<<<<

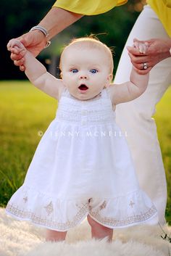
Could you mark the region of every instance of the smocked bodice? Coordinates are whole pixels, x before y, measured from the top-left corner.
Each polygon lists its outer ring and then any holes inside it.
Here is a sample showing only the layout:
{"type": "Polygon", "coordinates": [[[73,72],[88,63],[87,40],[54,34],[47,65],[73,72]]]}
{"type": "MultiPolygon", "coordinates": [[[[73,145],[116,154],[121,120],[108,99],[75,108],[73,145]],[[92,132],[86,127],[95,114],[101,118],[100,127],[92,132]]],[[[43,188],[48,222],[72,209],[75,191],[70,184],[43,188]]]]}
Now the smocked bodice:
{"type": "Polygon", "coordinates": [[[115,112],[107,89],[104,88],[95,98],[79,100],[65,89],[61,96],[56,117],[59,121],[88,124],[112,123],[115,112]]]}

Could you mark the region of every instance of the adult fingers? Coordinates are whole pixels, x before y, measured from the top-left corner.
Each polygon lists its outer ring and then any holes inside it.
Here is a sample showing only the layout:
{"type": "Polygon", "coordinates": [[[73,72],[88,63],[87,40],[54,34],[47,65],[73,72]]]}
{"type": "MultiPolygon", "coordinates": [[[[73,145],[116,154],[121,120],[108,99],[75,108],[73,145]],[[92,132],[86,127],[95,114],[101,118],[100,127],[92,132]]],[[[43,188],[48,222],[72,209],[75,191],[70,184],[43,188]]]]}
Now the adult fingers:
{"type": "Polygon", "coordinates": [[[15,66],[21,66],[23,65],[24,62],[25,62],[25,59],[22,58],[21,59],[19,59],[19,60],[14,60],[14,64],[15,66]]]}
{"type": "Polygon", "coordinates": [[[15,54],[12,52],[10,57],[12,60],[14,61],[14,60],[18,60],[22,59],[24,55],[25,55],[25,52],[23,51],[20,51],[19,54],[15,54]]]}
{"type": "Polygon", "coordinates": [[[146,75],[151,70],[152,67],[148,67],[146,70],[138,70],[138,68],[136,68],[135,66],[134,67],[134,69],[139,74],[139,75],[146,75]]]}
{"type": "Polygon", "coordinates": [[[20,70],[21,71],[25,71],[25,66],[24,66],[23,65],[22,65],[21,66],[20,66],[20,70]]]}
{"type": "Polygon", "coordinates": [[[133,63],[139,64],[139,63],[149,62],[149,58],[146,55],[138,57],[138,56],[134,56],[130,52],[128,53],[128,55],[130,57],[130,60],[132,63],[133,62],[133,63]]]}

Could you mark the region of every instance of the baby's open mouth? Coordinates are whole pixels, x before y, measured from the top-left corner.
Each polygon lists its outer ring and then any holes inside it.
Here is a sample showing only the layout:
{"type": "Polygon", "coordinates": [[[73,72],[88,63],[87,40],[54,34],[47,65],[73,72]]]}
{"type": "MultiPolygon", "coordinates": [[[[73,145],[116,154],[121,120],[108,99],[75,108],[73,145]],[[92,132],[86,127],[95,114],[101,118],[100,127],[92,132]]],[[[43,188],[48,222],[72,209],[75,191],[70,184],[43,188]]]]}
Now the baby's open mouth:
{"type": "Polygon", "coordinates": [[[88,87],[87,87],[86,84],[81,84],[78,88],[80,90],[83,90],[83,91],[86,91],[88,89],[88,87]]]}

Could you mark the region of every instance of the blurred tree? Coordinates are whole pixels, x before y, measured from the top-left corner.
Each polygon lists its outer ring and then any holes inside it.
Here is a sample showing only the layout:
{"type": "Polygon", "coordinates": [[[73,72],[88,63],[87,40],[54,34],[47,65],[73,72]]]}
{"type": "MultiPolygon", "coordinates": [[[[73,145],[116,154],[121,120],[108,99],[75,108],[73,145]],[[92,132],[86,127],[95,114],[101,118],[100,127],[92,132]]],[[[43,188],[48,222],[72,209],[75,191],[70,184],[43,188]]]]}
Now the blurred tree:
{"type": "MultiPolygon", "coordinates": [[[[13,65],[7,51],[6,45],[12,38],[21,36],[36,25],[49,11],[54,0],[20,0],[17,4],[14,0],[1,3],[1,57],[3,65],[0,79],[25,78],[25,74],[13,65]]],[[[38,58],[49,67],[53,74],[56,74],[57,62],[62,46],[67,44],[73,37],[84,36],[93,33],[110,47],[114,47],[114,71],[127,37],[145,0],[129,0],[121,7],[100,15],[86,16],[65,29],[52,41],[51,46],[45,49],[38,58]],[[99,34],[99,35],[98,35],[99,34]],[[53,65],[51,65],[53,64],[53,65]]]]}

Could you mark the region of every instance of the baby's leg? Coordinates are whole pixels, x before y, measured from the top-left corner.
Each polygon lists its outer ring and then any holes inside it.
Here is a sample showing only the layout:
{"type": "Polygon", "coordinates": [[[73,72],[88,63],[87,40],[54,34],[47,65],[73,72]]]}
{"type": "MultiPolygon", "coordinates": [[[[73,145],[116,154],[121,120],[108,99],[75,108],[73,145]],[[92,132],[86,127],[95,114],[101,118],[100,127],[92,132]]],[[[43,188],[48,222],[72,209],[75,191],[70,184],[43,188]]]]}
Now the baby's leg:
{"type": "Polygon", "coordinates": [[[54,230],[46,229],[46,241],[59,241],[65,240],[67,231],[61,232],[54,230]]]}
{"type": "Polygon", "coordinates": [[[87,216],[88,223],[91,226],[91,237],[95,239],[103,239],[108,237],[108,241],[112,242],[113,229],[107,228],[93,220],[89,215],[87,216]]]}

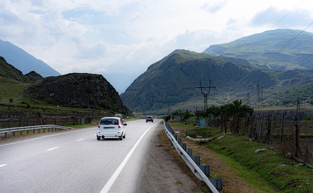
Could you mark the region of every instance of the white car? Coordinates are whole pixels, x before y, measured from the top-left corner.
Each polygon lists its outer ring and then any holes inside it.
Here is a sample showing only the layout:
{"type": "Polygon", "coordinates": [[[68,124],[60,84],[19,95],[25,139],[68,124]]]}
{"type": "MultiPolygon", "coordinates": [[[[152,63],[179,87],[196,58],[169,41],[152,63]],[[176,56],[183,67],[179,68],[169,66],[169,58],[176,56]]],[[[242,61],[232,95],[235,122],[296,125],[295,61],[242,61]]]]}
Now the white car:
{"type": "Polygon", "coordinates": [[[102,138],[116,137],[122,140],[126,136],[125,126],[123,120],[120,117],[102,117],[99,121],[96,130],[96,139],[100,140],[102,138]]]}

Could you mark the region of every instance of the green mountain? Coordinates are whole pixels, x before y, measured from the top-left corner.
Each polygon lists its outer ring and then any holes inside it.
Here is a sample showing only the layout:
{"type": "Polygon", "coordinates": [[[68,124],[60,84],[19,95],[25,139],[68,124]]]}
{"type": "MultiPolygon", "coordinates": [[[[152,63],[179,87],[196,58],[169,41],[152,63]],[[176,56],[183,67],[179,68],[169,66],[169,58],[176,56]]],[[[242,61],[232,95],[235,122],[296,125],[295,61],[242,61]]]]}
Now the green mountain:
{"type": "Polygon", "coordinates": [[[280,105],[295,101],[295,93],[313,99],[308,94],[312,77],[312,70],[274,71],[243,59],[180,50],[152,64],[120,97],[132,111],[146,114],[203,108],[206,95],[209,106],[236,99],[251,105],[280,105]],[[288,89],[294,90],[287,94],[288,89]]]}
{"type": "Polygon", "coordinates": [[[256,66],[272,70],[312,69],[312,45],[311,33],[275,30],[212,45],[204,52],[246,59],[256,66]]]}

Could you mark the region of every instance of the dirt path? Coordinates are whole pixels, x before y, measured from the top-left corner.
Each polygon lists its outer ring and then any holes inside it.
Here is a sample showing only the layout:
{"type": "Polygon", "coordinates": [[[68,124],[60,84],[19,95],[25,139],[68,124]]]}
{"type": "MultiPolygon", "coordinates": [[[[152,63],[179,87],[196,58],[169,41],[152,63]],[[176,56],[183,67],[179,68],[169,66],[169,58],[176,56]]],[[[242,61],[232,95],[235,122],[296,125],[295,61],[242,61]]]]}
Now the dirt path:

>>>>
<<<<

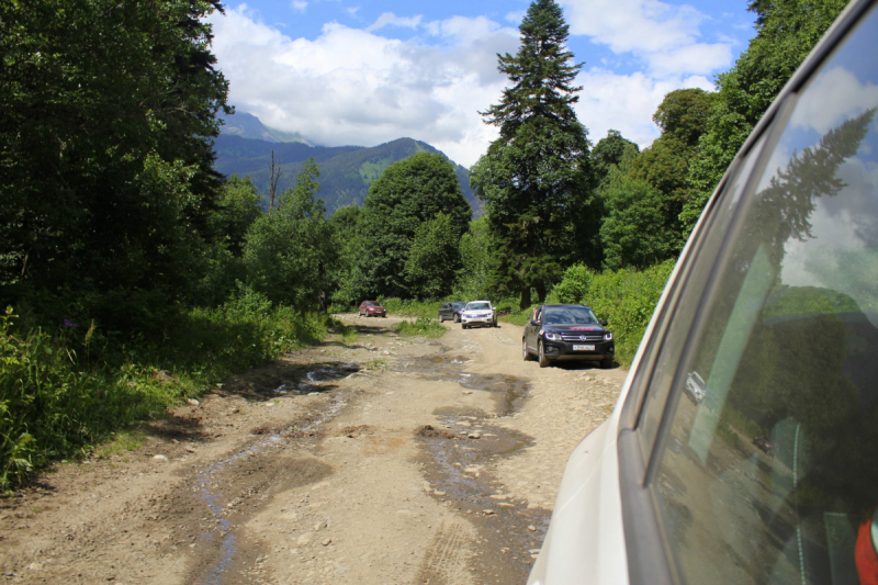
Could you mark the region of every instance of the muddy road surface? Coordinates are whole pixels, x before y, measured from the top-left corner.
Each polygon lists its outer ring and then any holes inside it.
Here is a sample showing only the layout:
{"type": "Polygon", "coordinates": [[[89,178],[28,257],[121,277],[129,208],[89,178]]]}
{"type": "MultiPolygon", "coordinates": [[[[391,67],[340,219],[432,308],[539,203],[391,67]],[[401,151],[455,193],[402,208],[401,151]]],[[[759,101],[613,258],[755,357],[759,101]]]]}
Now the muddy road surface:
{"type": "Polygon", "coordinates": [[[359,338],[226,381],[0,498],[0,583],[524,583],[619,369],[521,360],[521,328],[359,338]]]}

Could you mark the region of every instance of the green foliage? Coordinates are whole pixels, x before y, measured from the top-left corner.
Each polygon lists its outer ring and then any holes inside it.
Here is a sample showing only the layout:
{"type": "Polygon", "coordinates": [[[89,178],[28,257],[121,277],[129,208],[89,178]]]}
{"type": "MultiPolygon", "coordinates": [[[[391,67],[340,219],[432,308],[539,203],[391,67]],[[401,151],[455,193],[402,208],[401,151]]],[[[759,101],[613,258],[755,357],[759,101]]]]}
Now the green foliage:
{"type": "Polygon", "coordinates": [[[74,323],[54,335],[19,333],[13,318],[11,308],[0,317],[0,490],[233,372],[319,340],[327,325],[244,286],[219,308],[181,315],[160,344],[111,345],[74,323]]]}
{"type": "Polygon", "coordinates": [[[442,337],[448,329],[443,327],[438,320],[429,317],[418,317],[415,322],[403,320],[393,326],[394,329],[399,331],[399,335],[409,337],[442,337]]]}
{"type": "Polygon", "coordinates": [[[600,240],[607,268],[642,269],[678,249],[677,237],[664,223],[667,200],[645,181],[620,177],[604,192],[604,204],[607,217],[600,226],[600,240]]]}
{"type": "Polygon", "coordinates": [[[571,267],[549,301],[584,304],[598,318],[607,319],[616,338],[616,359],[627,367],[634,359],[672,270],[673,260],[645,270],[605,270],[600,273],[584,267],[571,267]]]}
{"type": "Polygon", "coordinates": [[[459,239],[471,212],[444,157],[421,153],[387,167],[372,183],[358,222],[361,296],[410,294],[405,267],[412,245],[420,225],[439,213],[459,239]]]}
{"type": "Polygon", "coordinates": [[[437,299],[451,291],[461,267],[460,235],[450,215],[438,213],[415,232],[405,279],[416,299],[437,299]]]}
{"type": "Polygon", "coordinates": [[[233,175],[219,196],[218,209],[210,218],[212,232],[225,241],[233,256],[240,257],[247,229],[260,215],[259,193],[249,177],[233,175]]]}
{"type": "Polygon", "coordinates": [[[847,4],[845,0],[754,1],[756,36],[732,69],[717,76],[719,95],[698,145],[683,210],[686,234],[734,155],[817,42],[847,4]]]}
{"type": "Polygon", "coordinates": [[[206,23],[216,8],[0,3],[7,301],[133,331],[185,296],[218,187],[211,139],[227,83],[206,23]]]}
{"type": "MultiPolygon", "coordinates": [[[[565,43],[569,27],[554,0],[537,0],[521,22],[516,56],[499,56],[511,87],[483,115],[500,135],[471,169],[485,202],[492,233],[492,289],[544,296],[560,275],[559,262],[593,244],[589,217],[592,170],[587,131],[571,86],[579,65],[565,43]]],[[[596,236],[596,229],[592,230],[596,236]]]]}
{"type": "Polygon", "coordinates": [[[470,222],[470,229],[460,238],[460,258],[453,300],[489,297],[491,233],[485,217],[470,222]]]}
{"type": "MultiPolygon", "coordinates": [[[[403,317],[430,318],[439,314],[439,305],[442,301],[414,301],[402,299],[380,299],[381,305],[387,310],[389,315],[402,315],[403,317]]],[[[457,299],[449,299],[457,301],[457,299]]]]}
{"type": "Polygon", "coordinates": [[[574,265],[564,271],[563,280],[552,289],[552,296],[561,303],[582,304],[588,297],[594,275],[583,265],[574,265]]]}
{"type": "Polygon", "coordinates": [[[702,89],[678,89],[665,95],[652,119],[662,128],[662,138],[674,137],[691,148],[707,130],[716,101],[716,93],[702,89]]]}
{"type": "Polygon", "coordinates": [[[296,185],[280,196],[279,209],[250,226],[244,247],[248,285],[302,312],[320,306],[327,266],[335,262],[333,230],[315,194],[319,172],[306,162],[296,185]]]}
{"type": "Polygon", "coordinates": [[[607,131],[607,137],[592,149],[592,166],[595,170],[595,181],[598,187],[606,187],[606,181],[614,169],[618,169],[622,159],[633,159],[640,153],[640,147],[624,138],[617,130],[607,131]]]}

>>>>

*JOB*
Please copy down the lines above word for word, beginning at the line that contains "Could you mark the region of every instance of the dirt" and stopping after the line that contains "Now the dirt".

*TASK SOLUTION*
Could you mark the region of every instance of the dirt path? Coordinates are whole pixels, x before y, measured from the top-left corner.
Each polygon lists its outer ring and then any holes inside it.
Here is a sample showing only the layout:
{"type": "Polygon", "coordinates": [[[68,124],[60,84],[19,95],[25,139],[68,124]]]}
{"type": "MultiPolygon", "coordinates": [[[[152,63],[179,87],[196,58],[169,41],[152,63]],[[176,56],[183,67],[179,68],[169,66],[169,58],[176,56]]],[[[242,61],[232,95],[235,122],[296,125],[295,61],[242,61]]]]}
Now the dirt path:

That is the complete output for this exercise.